= The Resurrection of Jimber-Jaw =

Short story by Edgar Rice Burroughs

"The Resurrection of Jimber-Jaw" is a 1937 short story by American writer Edgar Rice Burroughs, about an unfrozen 50,000-year-old caveman.

The story was originally printed in Argosy, and later reprinted as one of three stories in the collection, Tales of Three Planets (Canaveral, 1964, 1974). The Argosy text, used for all versions published under this title, contained significant alterations by the magazine editor of Burroughs' original text. Burroughs' original version, "Elmer", was published in Forgotten Tales of Love and Murder (Guidry & Adkins, 2001).

==Plot summary==
The story turns about an experimental aviator and a cryogenicist, who are flying over Siberia when forced to land, after an airplane mechanical failure. They survive the landing, and happen to find the body of a caveman, frozen into a newly uncovered glacier wall. Jokingly, the aviator suggests that the cryogenicist attempt to revive the man, which he proceeds to do, using transfusions and injections of drugs. The caveman proves to be intelligent, and immensely strong. His name is Kolani and he soon learns enough English to communicate. Returned to America, he is given the stage name of Jim Stone, after he proves to be a professional wrestling sensation, who throws all contenders over the ropes and into the crowd.

§ Provided data:
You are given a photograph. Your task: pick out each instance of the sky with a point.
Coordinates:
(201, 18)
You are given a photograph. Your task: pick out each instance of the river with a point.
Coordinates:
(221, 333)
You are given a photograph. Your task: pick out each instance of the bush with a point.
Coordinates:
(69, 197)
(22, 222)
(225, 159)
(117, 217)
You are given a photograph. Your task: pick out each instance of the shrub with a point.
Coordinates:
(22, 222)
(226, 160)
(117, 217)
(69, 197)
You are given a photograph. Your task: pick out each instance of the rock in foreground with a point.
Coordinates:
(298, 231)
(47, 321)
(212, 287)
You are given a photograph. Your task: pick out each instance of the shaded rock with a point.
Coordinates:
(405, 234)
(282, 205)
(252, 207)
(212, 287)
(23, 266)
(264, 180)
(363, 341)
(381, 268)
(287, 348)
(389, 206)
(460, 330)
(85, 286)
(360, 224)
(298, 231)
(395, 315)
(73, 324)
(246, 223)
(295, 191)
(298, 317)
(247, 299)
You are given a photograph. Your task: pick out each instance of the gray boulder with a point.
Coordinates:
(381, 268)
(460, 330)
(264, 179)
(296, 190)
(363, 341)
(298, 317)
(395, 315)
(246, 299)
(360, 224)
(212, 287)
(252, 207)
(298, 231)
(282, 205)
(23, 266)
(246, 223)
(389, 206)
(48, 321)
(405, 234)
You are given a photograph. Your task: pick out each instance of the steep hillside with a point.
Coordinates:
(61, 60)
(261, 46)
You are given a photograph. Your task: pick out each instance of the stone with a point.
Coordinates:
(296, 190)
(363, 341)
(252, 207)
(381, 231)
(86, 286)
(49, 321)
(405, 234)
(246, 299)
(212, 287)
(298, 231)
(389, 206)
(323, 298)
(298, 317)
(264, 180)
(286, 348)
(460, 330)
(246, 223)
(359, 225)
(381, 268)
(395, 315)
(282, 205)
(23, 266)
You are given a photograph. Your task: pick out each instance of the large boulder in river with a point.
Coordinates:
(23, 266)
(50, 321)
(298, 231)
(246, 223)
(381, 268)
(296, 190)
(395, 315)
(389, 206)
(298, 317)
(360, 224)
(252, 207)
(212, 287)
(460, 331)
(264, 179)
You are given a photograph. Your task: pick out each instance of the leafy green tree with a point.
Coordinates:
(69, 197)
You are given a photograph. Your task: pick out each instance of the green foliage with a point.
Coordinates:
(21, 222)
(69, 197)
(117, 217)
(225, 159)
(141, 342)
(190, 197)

§ Aim of the exercise: What is this sentence from the Jimber-Jaw text in Spanish: "His name is Kolani and he soon learns enough English to communicate." Work from the Jimber-Jaw text only, not from the data.

§ Reply to the exercise: Su nombre es Kolani y pronto aprende suficiente inglés para comunicarse.